Given passage
=== Begin Enclosure ===

Well, well, well. It seems the future has finally arrived, and it tastes faintly of regret and industrial lubricant. In a move that has sent shockwaves through the collective gastro-intestinal tract of humanity, the world’s leading food conglomerates have announced that synthetic protein will now constitute the primary source of nutrition for the global population. Goodbye, Sunday roast. Hello, lab-grown sludge.
I first heard the news while nursing a gin and tonic at an airport bar, the only place where one can truly appreciate the irony of progress. The television above the bottles displayed a smiling spokesperson with teeth so white they could only have been bleached by the sheer force of corporate optimism. ‘A new era of sustainable eating,’ she declared, as if she were describing a utopia rather than a dystopia where your dinner is grown in a petri dish by a man in a hazmat suit who hasn't seen the sun in seven years.
Let us examine this brave new world. Synthetic protein, they claim, is the answer to everything: climate change, animal cruelty, world hunger. But at what cost? I ask you, what is the flavour profile of a test tube? In my extensive research (conducted between the hours of 11pm and 3am, fueled by tonic), I have discovered that synthetic protein tastes remarkably like the cardboard that separates frozen pizzas. It has the texture of a sponge that has been soaked in disappointment and then wrung out by a particularly cynical lab technician.
Of course, the announcements were greeted with the usual fanfare. Government officials praised the innovation as a 'game-changer.' Nutritionists nodded gravely while adjusting their spectacles. But nobody, and I mean nobody, asked the important questions. Like, what happens to the cows? And more pressingly, what happens to the whisky and cheese pairing? The latter, I fear, is a casualty we may never recover from.

=== End Enclosure ===

Extracted data
=== Begin Enclosure ===

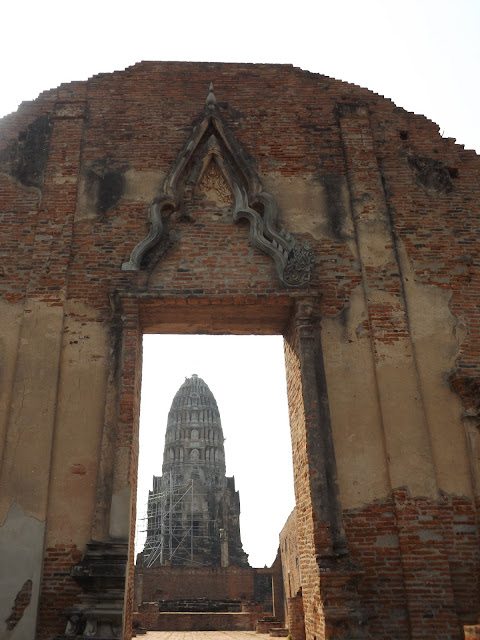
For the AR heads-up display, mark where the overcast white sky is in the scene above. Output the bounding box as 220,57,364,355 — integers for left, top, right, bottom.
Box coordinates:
0,0,480,566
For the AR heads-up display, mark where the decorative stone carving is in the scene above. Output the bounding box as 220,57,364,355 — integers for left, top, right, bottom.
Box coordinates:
122,85,314,287
59,541,128,640
199,160,233,206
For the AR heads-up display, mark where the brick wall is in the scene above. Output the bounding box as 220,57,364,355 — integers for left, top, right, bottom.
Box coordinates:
0,62,480,640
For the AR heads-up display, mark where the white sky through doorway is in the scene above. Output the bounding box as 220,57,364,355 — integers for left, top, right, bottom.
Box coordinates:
137,335,295,567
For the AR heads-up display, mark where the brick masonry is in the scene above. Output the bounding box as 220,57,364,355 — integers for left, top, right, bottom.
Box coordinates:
0,62,480,640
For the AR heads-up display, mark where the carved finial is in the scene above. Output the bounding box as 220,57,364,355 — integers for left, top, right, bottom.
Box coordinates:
205,82,217,107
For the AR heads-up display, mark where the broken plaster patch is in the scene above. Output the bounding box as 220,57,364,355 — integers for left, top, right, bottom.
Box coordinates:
0,503,45,640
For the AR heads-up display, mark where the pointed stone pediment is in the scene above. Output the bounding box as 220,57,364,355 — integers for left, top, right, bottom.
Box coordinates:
122,85,314,287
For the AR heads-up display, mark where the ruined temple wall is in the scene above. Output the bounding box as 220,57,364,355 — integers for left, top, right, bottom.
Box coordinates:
136,567,255,602
0,63,480,638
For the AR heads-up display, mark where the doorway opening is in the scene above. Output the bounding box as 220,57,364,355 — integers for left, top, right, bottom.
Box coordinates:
135,334,295,567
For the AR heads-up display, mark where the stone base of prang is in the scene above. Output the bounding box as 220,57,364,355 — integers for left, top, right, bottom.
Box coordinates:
133,605,259,631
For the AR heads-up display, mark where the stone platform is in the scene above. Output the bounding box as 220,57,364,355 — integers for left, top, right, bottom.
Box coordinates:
142,631,258,640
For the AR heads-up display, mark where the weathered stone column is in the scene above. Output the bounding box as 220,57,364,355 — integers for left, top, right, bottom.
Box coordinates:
285,297,365,638
0,101,85,640
337,103,458,638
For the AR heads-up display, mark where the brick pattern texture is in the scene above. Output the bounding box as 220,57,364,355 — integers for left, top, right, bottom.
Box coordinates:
0,62,480,640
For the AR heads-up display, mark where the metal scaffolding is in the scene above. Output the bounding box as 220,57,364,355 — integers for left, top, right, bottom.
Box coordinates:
137,472,216,567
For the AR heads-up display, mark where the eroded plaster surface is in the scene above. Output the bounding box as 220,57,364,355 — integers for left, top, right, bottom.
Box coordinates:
0,503,45,640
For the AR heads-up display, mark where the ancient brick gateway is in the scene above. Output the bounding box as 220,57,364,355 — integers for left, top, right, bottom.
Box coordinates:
0,62,480,640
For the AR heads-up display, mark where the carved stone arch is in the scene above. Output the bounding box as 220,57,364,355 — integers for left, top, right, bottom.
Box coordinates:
122,85,314,287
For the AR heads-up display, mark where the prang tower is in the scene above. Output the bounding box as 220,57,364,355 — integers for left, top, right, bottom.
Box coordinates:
143,374,249,567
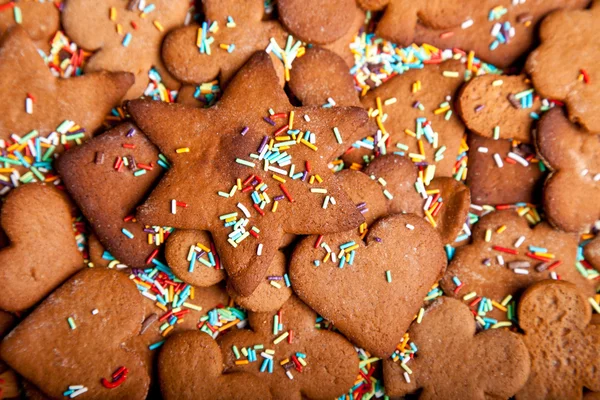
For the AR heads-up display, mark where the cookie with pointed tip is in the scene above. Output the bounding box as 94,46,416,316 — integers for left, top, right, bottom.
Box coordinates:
61,0,189,99
342,60,465,176
218,296,358,400
162,0,287,86
337,154,471,243
158,332,272,400
0,0,60,50
0,268,150,399
412,0,590,69
290,214,446,358
56,123,164,268
0,183,83,311
383,297,530,400
515,281,600,400
0,27,133,147
466,135,544,205
456,75,541,143
525,0,600,134
441,210,595,320
536,108,600,232
128,52,371,296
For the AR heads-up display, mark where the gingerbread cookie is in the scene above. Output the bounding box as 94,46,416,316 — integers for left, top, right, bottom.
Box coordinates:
410,0,590,68
343,60,465,176
219,296,358,400
456,75,541,143
515,281,600,400
56,123,168,268
128,52,370,296
441,210,594,325
162,0,287,86
61,0,189,99
290,214,446,357
525,0,600,134
0,27,133,148
536,109,600,232
383,297,530,399
158,332,271,400
466,135,544,205
0,269,150,399
0,183,83,311
0,0,60,49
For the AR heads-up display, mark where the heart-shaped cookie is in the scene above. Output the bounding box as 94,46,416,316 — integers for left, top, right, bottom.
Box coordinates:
0,269,150,399
0,183,83,311
158,332,271,400
290,214,446,357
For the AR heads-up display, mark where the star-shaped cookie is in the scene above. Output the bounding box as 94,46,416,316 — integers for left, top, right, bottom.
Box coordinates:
128,52,373,296
0,27,133,147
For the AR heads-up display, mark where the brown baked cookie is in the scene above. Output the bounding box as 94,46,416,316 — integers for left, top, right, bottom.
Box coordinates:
56,123,167,268
456,75,542,143
536,108,600,232
383,297,529,400
343,60,465,176
410,0,590,68
441,210,594,325
0,183,83,311
162,0,287,86
290,214,446,358
128,52,370,296
277,0,358,44
0,27,133,148
525,0,600,134
337,154,471,243
0,0,60,50
61,0,189,99
0,269,150,399
219,296,358,400
466,135,544,205
158,332,271,400
515,281,600,400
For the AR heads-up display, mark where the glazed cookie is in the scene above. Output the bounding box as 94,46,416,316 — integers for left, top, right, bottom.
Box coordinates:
410,0,590,69
441,210,594,324
128,52,371,296
525,0,600,134
515,281,600,400
158,332,271,400
219,296,358,400
61,0,189,99
343,60,465,176
162,0,287,86
0,0,60,50
0,27,133,147
0,269,150,399
0,183,83,311
466,135,544,205
383,297,530,400
536,109,600,232
290,214,446,358
56,123,167,268
456,75,541,143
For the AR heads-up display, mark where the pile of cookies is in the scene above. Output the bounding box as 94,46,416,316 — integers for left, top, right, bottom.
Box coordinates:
0,0,600,400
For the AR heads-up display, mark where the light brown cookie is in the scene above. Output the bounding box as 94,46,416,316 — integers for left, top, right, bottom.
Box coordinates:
515,281,600,400
219,296,358,400
128,52,371,296
525,0,600,134
0,183,83,311
290,214,446,358
0,269,150,399
383,297,530,399
535,109,600,232
61,0,189,99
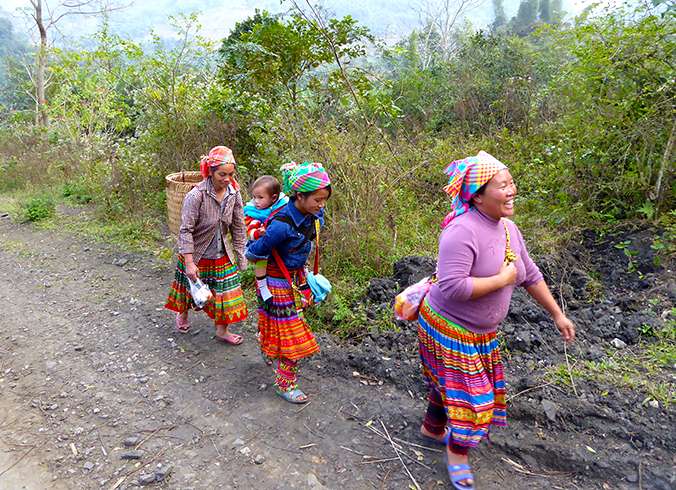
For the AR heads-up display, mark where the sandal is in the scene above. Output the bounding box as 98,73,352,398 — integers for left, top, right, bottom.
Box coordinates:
420,427,451,446
176,313,190,333
447,464,474,490
214,332,244,345
275,388,308,405
261,351,272,366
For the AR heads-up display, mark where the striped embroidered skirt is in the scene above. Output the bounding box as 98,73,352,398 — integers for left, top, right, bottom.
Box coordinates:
164,255,247,325
418,299,507,447
258,261,319,361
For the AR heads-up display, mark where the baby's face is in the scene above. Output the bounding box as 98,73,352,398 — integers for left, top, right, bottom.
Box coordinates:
252,185,277,209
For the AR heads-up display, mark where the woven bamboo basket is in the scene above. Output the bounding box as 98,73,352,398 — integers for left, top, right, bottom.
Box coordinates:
166,171,203,236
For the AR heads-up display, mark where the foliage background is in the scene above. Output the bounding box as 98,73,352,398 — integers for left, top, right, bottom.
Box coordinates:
0,0,675,334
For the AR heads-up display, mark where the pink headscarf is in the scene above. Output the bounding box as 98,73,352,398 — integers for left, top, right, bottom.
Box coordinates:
441,151,507,229
200,146,239,190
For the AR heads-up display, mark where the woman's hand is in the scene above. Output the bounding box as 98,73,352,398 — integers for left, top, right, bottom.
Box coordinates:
498,262,516,286
185,262,200,282
554,313,575,342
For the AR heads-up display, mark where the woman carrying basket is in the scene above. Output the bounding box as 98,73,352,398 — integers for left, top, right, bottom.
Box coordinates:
246,162,331,403
418,151,575,490
165,146,247,345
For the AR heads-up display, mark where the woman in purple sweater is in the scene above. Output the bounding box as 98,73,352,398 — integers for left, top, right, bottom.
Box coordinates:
418,151,575,490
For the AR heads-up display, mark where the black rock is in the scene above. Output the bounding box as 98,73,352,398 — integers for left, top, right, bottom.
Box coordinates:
393,255,437,289
155,464,174,482
138,473,156,486
366,277,400,304
120,451,143,459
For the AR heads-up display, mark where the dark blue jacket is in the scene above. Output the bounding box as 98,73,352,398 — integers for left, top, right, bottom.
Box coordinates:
246,198,324,270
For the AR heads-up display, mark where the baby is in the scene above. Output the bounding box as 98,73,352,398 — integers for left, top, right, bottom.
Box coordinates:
244,175,289,301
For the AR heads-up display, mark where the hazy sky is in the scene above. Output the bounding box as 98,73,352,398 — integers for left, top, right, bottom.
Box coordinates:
0,0,614,46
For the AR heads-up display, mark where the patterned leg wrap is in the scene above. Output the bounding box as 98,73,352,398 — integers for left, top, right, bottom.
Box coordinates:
275,359,298,391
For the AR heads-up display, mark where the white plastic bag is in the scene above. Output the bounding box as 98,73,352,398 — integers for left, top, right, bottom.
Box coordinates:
188,277,213,309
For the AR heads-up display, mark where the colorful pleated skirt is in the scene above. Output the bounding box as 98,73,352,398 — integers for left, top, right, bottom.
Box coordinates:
418,299,507,447
258,261,319,361
164,255,248,325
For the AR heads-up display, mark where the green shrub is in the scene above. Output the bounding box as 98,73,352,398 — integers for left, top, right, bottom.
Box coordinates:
62,181,94,204
20,196,55,222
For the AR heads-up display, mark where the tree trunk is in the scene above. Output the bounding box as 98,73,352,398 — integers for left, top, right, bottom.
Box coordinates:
651,121,676,210
33,0,48,126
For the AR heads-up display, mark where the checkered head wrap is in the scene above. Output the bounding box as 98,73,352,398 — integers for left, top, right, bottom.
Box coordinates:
280,162,331,194
200,146,239,190
441,151,507,229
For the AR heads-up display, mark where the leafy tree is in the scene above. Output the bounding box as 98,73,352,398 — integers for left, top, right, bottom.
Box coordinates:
220,11,371,104
510,0,539,36
491,0,507,30
538,0,553,24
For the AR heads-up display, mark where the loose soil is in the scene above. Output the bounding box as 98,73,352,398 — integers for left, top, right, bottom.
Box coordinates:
0,218,674,490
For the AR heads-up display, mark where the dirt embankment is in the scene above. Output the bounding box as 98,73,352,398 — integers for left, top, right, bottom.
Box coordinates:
0,219,674,489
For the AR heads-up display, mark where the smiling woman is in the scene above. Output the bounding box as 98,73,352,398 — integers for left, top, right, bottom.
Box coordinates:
165,146,247,345
418,151,575,490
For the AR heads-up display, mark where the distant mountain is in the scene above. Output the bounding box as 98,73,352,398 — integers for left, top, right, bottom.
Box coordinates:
3,0,592,43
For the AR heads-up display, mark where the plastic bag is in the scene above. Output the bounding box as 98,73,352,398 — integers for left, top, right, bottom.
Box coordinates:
188,277,213,309
394,276,435,322
305,271,332,303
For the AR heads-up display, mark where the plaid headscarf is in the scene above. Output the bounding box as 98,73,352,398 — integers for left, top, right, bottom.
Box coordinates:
441,151,507,229
280,162,331,194
200,146,239,190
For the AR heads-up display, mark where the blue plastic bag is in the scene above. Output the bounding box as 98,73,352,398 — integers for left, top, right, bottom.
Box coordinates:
306,271,331,303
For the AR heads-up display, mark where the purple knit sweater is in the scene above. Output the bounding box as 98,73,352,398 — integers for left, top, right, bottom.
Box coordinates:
428,208,542,334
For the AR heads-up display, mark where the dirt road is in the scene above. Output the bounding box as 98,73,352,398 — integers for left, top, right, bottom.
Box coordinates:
0,219,668,489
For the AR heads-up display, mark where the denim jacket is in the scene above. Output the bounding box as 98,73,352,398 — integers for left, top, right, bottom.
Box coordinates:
246,198,324,270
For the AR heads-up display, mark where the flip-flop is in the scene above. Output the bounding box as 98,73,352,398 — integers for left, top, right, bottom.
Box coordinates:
447,464,474,490
261,351,272,366
214,332,244,345
275,388,309,405
420,427,451,446
176,313,190,333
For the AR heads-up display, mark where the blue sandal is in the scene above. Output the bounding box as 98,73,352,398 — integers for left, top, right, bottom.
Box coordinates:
420,427,451,446
275,388,308,405
447,464,474,490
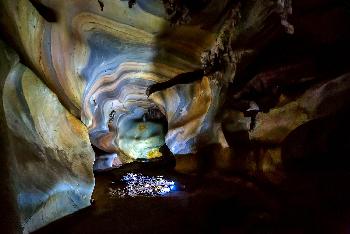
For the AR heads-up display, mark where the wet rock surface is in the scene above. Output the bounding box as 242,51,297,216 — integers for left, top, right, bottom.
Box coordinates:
35,154,350,233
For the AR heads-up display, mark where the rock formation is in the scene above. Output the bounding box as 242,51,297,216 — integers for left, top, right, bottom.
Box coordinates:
0,0,350,231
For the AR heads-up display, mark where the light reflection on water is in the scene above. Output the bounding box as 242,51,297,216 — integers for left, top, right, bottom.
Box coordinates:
109,173,176,197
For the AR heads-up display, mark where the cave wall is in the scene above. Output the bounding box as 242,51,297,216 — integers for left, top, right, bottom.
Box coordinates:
0,0,350,230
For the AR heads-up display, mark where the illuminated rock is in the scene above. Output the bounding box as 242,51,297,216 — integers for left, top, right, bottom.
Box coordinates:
0,43,94,233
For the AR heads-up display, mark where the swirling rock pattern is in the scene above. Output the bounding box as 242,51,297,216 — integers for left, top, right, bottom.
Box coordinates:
2,1,232,159
0,42,94,233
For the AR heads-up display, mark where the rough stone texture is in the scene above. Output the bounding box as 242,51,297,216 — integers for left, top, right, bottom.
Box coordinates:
0,43,94,233
0,0,289,162
249,74,350,144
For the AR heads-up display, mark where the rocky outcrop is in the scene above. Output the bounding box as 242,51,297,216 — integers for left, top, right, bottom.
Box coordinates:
0,42,94,233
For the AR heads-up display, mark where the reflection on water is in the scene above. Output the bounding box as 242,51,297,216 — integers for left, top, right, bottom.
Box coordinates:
109,173,176,197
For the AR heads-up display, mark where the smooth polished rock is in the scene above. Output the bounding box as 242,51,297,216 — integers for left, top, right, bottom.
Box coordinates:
0,43,94,233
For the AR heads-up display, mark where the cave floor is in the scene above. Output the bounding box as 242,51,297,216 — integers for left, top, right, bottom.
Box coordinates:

=== End Enclosure ===

Your instructions
Reproduce word for word the stretch of the synthetic protein column above that begins at the words "Well, well, well." and stops after "Hello, lab-grown sludge.".

Output for this task
Well, well, well. It seems the future has finally arrived, and it tastes faintly of regret and industrial lubricant. In a move that has sent shockwaves through the collective gastro-intestinal tract of humanity, the world’s leading food conglomerates have announced that synthetic protein will now constitute the primary source of nutrition for the global population. Goodbye, Sunday roast. Hello, lab-grown sludge.